**TEXT PROVIDED**
....
Can you please tell us about Beatrix’s and Moses’s illness, and how and when they were diagnosed.
It's hard to be brief with this explanation.
Beatrix and Moses were both typical children, they walked and talked at one, they had favorite toys and read books with me. Beatrix loved art, Moses loved the beach. It started with Beatrix so I will begin from there.
When she was 3.5 years old, I had noticed that she was struggling with some motor skills, tripping more, etc. She'd started night wetting again after about six months of being dry. Both of those things could have been phases but I was worried enough that I took her to the pediatrician where we ran some blood work and got a script for a PT/OT evaluation. I wasn't that concerned initially and thought it would work itself out. I was knee deep in diapers and Moses was my toughest sleeper so I didn't have a lot of energy to expend towards worrying.
....
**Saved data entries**

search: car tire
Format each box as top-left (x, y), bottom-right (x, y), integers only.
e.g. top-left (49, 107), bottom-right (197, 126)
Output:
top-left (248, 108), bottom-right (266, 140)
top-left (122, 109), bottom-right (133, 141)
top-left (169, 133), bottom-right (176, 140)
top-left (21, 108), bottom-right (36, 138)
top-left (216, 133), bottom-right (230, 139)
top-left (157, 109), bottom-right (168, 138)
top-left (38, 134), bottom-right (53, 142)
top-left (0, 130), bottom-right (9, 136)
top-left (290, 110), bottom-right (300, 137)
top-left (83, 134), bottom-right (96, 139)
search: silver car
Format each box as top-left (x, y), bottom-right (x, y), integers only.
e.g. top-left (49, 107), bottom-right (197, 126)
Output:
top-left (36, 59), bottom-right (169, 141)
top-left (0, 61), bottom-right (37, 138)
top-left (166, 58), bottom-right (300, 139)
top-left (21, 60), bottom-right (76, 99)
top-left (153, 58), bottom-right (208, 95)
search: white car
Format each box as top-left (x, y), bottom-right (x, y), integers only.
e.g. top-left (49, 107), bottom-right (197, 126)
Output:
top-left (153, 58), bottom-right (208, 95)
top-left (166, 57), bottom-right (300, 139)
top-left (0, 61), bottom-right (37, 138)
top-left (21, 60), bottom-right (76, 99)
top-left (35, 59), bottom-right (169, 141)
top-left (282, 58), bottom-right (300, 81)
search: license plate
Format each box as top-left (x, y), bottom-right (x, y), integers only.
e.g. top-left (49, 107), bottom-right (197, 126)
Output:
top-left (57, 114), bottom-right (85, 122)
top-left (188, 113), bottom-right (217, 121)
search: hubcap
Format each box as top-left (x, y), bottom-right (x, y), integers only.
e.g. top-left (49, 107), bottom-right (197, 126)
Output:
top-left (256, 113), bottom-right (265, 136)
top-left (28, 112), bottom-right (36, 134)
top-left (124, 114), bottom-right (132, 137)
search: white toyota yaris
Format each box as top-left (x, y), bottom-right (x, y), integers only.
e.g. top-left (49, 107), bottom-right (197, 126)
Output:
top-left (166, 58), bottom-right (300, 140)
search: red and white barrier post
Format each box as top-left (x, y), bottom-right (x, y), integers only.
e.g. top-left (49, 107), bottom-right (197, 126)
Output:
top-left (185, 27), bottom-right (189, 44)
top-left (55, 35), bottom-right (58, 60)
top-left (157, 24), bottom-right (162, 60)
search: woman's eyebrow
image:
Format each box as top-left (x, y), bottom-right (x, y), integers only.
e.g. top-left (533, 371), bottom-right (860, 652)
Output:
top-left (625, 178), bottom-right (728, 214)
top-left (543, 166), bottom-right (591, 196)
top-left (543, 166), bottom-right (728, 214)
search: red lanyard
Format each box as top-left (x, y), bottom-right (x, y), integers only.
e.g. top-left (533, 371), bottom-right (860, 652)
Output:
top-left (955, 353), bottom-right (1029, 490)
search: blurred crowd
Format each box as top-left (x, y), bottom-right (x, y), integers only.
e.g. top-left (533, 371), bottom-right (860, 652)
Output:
....
**PROBLEMS AND TASKS**
(1) In the account of Beatrix's and Moses's illness, how old was Beatrix when the narrator noticed she was struggling with motor skills?
(2) Please write what comes next in the account of Beatrix's and Moses's illness, picking up after its final sentence.
The listing is separate material that has nothing to do with the account.

**TASK-BY-TASK RESULTS**
(1) She was 3.5 years old.

(2)
At 3 years, 8 months Beatrix started having some strange looking episodes in the morning. After a few trips to the pediatrician and the ER and a few brush offs from residents, I finally met our now neurologist Dr. Pugh who said he wasn't sure what was happening but he wanted to see us in office, and in the meantime have my phone handy and if it happened again to film it. I will never forget the day she next had one. I was nursing Moses in a chair and Bea was walking away from me down the hall and suddenly it was like she was drunk, her shoulder kept bumping into the wall and when I called her name she turned around with her head tilted to the back. Then she sort of came to and walked to the fridge and started pointing. I had my camera on for nearly the whole thing. I made sure to say things out-loud that were happening so when I emailed it to Dr Pugh he could hear me. I said she is breathing and drinking, she is following directions but cannot speak. When her voice came back it sounded as if she had had a stroke and the only thing I could understand was the word "mom." I emailed the videos right away and Dr Pugh told us to come into the ER that day and get an EEG.
The results were shocking even to him-- Beatrix had seven seizures in her sleep while hooked up. We got a diagnosis of Epilepsy with complex partial seizures. We were scared but I was extremely hopeful initially that if we could get the seizures under control we could get her skills back. She reacted well to seizure meds and even on a very low dose of the most benign medicine was seizure free. That was September of 2014.
I want to tell you that once you get results like this you can never unhear them. That once your heart breaks like this there is no repair.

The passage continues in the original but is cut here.